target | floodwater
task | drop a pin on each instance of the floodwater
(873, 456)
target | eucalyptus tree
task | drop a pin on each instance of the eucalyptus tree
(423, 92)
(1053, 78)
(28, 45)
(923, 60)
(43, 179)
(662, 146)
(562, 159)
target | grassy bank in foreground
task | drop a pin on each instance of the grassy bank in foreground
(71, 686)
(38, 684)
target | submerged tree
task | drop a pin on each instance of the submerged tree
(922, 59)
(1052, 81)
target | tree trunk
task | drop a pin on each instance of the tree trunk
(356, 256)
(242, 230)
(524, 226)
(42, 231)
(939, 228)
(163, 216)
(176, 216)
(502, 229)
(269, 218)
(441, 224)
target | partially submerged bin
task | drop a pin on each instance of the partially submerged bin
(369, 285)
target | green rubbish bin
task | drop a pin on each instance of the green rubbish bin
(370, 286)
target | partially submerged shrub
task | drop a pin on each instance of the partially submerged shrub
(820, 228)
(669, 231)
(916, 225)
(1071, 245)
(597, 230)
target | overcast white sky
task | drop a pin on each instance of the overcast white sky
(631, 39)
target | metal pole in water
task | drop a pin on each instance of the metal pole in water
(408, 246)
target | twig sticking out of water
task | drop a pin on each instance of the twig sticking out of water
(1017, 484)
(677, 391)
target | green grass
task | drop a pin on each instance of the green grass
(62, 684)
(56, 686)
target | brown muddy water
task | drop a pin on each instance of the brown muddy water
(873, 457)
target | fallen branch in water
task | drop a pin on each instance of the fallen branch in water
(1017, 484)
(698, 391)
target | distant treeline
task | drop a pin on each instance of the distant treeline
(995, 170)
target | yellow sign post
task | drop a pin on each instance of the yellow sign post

◇ ◇ ◇ ◇ ◇ ◇ ◇

__Written instruction__. Could you rescale the part of the listing that begins at the line with "target | partially submerged shrub" and runs through the end of the listing? Repeat every line in that range, requests included, with each coordinate in the answers multiplied by 1.45 and rounded to a whole number (halves up), and give nothing else.

__Exercise result__.
target | partially submerged shrub
task | drop a pin on each instance of the partially submerged shrub
(1189, 331)
(970, 335)
(1328, 326)
(1553, 355)
(866, 334)
target | overcast white sky
task | drop a pin on each instance of the overcast white sky
(915, 57)
target | metal pole in water
task | drop a pin on each instance of the metal pole in water
(592, 357)
target | twig sticking out of water
task | drop a pin on each instance of the twig sticking out of water
(1475, 702)
(982, 567)
target | green grass
task | drop a pin on each instance of the green grass
(90, 992)
(81, 995)
target | brown muddy water
task | drop a pin on each instance of the brown muddy water
(1266, 663)
target | fallen branch in water
task | drop a pin on each instance of the fallen branch in water
(1475, 702)
(1012, 567)
target | distant treeline
task | drop a pin on each instance of the distant treeline
(1443, 247)
target | yellow sign post
task | drop a pin on each instance of the yellow sign post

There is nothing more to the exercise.